Directions for this task => Every line from the one containing "Exercise. Point out the table" to the final line of the material below must be reproduced exactly; leave out all other lines.

Supplied records =>
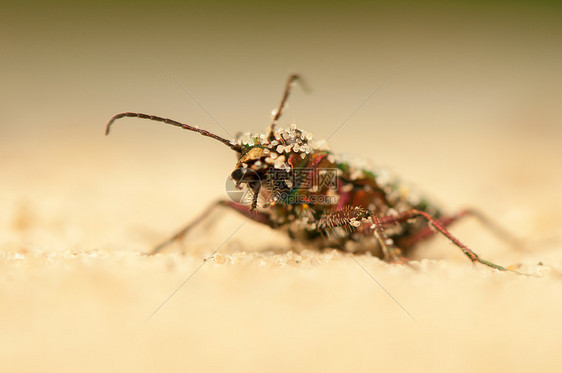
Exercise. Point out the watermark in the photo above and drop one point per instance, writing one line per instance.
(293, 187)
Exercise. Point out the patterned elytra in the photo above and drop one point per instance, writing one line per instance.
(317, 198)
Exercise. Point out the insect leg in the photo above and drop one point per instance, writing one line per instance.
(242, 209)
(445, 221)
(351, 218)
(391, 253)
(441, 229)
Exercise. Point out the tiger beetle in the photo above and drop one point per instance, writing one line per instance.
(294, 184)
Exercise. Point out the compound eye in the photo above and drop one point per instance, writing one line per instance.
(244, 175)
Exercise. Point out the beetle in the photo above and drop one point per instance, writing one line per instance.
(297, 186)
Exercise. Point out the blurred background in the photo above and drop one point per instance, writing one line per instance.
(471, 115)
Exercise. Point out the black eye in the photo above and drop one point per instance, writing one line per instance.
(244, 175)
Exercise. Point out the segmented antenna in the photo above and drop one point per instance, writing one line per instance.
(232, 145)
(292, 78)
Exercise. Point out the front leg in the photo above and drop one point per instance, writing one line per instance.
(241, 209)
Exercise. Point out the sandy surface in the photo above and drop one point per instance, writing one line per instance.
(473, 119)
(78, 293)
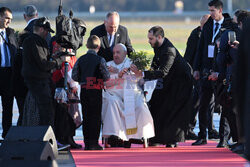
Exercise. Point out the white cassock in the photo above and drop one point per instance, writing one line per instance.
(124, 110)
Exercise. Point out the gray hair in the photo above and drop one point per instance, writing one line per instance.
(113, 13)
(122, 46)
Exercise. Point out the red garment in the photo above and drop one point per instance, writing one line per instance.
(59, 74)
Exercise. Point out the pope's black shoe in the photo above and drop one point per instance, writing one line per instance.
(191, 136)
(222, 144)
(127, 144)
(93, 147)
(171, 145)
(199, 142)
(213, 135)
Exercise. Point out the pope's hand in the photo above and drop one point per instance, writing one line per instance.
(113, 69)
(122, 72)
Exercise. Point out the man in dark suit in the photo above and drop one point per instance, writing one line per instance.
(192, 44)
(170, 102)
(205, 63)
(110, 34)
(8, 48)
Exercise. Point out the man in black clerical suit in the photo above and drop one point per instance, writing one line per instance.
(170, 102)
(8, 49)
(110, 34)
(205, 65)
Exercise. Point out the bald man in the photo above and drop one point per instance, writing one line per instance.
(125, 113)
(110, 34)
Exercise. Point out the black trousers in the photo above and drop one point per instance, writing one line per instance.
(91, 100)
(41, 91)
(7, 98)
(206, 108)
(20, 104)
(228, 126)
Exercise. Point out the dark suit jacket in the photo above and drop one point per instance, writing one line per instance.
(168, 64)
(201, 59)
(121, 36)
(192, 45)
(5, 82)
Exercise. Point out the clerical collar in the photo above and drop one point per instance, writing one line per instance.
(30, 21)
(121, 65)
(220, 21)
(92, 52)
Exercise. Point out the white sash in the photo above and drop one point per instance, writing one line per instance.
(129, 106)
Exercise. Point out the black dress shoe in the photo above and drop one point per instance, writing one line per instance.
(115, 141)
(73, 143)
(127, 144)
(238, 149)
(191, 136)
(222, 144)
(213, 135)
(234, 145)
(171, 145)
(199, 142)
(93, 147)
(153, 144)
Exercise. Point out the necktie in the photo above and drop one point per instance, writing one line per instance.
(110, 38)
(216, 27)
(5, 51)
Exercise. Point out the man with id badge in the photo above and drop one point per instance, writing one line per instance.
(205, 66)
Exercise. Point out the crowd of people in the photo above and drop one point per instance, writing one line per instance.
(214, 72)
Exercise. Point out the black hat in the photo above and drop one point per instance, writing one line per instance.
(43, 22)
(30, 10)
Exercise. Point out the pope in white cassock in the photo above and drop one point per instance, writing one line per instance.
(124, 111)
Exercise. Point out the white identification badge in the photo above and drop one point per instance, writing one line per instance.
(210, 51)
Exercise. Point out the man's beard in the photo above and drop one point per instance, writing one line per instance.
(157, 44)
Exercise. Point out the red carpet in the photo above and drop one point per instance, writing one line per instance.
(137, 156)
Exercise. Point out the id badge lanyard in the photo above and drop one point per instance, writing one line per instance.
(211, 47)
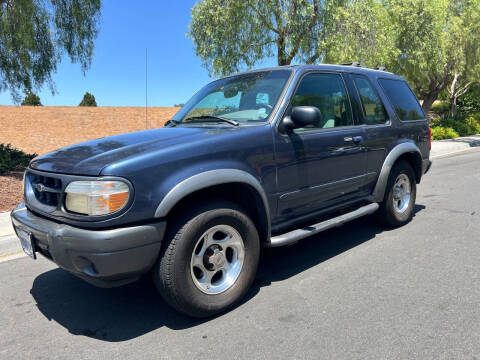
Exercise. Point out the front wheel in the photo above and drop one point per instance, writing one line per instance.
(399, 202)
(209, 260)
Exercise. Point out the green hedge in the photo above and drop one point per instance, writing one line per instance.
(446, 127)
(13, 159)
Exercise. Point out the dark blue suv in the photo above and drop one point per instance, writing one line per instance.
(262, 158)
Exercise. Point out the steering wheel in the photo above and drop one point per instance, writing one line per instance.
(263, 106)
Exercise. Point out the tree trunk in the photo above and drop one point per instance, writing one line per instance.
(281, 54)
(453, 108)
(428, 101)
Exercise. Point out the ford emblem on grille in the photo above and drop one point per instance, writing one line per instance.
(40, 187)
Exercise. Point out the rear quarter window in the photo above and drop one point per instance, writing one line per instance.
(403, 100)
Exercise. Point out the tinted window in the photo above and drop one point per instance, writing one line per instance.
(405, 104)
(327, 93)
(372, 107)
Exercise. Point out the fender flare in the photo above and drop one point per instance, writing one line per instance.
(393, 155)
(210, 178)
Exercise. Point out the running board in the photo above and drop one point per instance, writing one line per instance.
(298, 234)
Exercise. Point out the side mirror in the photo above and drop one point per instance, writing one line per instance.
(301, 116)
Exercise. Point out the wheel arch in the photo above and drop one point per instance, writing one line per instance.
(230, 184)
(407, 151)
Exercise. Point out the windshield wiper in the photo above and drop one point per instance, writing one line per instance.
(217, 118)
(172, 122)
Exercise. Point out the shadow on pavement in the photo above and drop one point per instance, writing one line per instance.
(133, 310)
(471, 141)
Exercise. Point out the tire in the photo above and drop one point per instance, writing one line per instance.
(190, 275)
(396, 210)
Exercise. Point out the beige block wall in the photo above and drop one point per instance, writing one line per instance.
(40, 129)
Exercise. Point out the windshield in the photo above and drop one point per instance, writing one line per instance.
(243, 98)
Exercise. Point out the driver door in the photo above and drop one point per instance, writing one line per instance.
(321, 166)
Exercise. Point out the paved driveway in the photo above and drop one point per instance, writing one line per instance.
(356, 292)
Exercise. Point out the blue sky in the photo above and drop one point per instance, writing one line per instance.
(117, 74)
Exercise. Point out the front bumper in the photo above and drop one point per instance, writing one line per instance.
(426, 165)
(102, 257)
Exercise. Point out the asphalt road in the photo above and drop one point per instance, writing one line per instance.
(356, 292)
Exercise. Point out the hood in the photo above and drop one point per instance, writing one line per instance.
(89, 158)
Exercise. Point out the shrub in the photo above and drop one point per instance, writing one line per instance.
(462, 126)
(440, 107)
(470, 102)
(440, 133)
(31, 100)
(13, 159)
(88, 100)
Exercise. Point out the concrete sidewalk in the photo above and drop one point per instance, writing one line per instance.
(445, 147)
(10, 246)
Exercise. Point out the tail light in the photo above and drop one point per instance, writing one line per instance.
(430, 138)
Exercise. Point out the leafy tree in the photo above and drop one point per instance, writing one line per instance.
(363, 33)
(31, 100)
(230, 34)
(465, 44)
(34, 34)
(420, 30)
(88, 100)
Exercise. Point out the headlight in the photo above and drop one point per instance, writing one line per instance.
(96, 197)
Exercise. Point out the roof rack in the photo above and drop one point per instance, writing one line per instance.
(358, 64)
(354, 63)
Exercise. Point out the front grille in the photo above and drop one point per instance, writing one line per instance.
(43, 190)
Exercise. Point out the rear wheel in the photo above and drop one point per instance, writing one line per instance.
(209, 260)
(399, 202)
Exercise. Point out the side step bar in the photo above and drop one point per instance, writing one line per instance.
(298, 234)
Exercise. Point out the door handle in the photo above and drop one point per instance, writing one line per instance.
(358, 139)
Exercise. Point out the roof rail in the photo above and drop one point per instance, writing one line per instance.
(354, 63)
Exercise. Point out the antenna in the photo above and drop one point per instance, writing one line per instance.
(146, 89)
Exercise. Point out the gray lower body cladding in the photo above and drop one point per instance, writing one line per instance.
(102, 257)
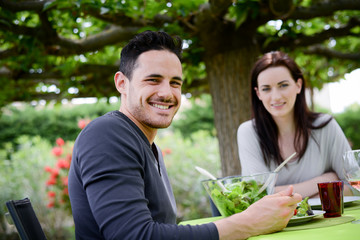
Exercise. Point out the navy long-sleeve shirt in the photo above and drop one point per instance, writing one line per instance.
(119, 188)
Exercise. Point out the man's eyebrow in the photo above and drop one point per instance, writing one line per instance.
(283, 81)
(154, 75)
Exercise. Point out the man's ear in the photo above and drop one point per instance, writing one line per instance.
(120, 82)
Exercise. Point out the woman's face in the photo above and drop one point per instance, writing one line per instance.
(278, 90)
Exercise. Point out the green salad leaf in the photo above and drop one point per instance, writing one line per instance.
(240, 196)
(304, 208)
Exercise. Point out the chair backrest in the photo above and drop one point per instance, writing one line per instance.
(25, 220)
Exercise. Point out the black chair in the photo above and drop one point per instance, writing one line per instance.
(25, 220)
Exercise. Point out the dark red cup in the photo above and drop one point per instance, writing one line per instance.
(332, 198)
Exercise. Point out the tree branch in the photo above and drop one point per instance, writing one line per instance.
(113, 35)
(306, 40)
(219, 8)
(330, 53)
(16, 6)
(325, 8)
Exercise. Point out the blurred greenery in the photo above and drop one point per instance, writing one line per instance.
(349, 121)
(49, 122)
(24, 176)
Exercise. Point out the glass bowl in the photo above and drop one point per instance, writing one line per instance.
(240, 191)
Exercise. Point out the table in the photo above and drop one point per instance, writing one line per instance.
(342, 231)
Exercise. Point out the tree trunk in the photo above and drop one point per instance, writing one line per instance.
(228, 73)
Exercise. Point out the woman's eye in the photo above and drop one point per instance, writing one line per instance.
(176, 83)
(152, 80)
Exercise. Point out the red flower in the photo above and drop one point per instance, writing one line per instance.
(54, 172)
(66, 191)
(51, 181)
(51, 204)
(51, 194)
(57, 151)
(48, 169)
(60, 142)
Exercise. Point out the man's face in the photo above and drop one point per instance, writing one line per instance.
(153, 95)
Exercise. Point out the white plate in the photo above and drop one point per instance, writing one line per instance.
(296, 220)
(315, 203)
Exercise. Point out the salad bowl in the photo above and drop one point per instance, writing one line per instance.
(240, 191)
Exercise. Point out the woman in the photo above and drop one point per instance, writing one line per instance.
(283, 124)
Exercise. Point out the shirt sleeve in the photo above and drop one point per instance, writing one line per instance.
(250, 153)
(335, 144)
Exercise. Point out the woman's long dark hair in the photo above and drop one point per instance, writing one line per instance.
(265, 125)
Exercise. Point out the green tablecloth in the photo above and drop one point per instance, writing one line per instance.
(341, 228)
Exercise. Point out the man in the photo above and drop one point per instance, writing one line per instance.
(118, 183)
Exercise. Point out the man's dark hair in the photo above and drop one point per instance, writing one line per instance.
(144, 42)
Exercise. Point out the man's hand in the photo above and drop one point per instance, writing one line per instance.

The solution =>
Exercise. Point out the table in the photo above and drop one point per instance, writing one line per instance.
(342, 231)
Exercise. Point out the tree trunk in the photo above and drop one point per instance, writing one line per instance.
(228, 73)
Exercise. Point out the woman's eye in the photo above and drop one point per instance, writing one line per instance.
(176, 83)
(152, 80)
Exercise. Point out the red flower in the photo above and drop one point per instance, writing one line per instance.
(54, 172)
(66, 191)
(51, 181)
(51, 204)
(51, 194)
(57, 151)
(48, 169)
(60, 142)
Exercise. Point out the man's face in the photo above and drop one point per instance, writing one line per instance.
(153, 95)
Exercise. Point out the white plate in the photo above and drop one point per instance, writing one line per instance.
(296, 220)
(315, 203)
Exercise. Point out the salad bowl in the photo above and drop one point per instance, writing one line per instance.
(240, 191)
Exercise. Point out the woman in the photo above and drop one point per instance, writing one line per instance.
(283, 124)
Exercise. Point out the shirt sleeve in the photo above and drop one point per instance, writing one line per instance.
(250, 153)
(335, 144)
Exercise. Point out the woman's long dark hair in the photo above and drop one point per instance, writing one line per instance.
(265, 125)
Exercise. Point out the green tablecloth in the photo above and drop one point per instance, writing one line per instance.
(341, 228)
Exercise. Point out the man in the photo above and drop one point per instance, writing one line per instance.
(118, 183)
Exercise. Point out the man's dark hair in the photo above and drop one point per instance, writing one line per instance.
(144, 42)
Exercise. Point out the man's hand in the photo above and drop one point per instance, writing one line per instance.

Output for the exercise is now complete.